ESERCIZI DA SVOLGERE -
A. Secondo l'intervista a Emanuele Amodio, in quale città egli studiò sociologia?
B. Prosegua l'intervista a Emanuele Amodio a partire dall'ultima frase riportata.

PAGINA -
================

Nuove prospettive per l'organizzazione della società
intervista a Emanuele Amodio
Cari lettori della rubrica
per due numeri della rivista avrete modo di leggere una lunga
intervista che ho fatto a un grande antropologo di origine italiana
Emanuele Amodio che da svariati anni vive tra centro e sud America.
Ero molto interessato a pubblicare una nostra conversazione
perché anche se purtroppo non ci conosciamo personalmente
abbiamo tante idee in comune sul senso del fare antropologia
in modo non egemonico e su le sue possibili connessioni con
il pensiero libertario.
A.S.
Ormai sono anni che ti occupi di antropologia ma per
iniziare ti chiederei cosa ti ha avvicinato a questa disciplina?
La ricostruzione del passato è sempre una trappola e
il senno di poi apporta ragioni che forse all'inizio erano solo
embrionali o semplicemente le scelte sono il risultato de molti
fattori in parte casuali. Guardando indietro posso senz'altro
dire che si trattava di un acuto senso della differenza, vissuta
da un osservatorio vitale com'era la Sicilia della fine degli
anni sessanta, in cui gli altri erano la gente del nord
e il noi si costruiva per opposizione negativa: eravamo i terroni
e, come direbbe Guccini o quasi, i primi che si affacciavano
agli studi non da una posizione dominante ma subalterna. Se
a questo si aggiunge una militanza già posizionata a
sinistra, è facile pensare che l'antropologia, appena
agli inizi in Italia, costituiva in qualche modo un riscatto
personale e anche uno sociale: capire la diversità che
si faceva quotidianamente disuguaglianza. Si entrava in questo
campo attraverso la Facoltà di sociologia ad Urbino o
Trento, e poi la decisione o il caso ti portavano a militare,
per dirlo in qualche modo, o per la via dell'antropologia nordamericana,
con la sua marcata tendenza “culturale”, o per quella
che da Gramsci dei Quaderni del carcere passava per De
Martino e le posture critiche, già esplicitamente politiche.
Così io finì a Urbino a studiare sociologia, e
li mi formai come antropologo, con forti interessi di ricerca
verso il Meridione. In ogni caso, fin da quegli anni, antropologia
e militanza libertaria andarono a braccetto e a volte finirono
per confondersi, soprattutto nei miei interessi teatrali, insieme
a compagni e compagne con cui giravamo l'Italia con spettacoli
politicamente impegnati.
Quali connessioni dal tuo punto di vista possono esserci
tra pensiero libertario e pratica antropologica?

================

RIGHE ESTRATTE -
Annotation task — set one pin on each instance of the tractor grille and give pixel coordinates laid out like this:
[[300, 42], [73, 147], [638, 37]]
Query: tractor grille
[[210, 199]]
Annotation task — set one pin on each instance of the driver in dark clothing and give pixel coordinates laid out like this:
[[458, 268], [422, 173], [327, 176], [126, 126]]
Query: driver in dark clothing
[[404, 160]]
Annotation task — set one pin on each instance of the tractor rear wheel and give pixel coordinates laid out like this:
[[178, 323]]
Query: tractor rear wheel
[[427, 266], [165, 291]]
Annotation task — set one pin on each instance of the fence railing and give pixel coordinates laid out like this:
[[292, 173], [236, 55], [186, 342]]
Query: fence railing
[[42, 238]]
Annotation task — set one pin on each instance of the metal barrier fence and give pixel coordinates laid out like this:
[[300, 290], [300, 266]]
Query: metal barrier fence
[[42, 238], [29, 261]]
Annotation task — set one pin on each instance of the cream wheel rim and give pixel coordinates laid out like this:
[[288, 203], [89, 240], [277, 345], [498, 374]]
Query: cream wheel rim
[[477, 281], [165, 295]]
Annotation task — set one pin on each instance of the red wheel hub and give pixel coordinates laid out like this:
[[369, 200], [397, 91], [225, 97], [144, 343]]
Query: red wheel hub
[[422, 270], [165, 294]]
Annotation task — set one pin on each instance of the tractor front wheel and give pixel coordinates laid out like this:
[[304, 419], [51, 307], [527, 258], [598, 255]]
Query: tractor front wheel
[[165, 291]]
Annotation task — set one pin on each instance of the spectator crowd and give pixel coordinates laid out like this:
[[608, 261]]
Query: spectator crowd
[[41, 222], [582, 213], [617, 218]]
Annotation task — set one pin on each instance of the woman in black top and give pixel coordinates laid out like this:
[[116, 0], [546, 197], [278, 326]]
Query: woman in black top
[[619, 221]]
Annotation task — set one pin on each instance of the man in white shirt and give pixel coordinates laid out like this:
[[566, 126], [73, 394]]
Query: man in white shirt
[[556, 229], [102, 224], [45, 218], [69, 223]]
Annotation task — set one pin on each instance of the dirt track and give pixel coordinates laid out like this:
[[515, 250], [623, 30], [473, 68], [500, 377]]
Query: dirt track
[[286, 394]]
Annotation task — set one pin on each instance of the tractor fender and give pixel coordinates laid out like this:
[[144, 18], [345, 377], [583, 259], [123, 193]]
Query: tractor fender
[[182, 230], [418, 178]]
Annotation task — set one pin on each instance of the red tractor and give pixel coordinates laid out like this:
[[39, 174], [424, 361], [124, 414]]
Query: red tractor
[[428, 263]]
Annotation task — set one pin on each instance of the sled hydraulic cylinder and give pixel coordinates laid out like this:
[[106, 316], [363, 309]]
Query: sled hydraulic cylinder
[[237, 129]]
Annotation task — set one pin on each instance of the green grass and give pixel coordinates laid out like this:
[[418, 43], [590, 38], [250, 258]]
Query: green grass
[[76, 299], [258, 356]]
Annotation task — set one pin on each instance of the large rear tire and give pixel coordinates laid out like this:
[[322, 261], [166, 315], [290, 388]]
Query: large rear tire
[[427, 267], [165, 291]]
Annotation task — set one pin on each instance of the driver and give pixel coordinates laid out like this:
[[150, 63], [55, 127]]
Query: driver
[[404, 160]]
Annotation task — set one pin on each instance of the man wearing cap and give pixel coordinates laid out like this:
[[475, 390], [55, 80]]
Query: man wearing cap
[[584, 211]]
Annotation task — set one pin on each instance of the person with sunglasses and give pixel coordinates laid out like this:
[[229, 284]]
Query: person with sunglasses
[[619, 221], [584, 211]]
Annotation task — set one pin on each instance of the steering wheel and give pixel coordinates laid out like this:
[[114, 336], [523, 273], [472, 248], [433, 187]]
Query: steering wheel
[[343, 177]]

================

RISULTATI DELL'ESERCIZIO -
A. A Urbino.

B.
Prima di teorizzare, vorrei spiegare che sopratutto si trattò
di una doppia linea di attività che, come ho detto, finirono
un poco per confondersi: da un lato m'interessavo di emigrazione
e feste del sud e dall'altro militavo in gruppi anarchici, tutto
questo negli anni settanta della repressione democristiana e
fascista. Pensa che avevamo anche formato un “Fronte libertario
della lotta di classe” a Urbino, un gruppuscolo fra tanti
pero molto agguerrito e naturalmente in perenne polemica con
altri compagni di sinistra, stalinisti soprattutto. In ogni
caso, gran parte della mia militanza era siciliana e Franco
Leggio, con la sua storia ed energia, non fu solo un compagno
amico, ma anche e soprattutto un maestro che seguivo, insieme
a Pippo Gurrieri e molti altri ragazzi quasi ancora adolescenti.
Ed è a Franco probabilmente che devo l'idea e la possibilità
che quello che studiavo poteva essere un referente importante
anche per la lotta politica, per lo meno da una prospettiva
anarchica, e fu su Sicilia libertaria che cominciai a
pubblicare le mie prime riflessioni sulle culture subalterne
e questa collaborazione è continuata fino ad oggi, ovvero
quasi quarant'anni dopo.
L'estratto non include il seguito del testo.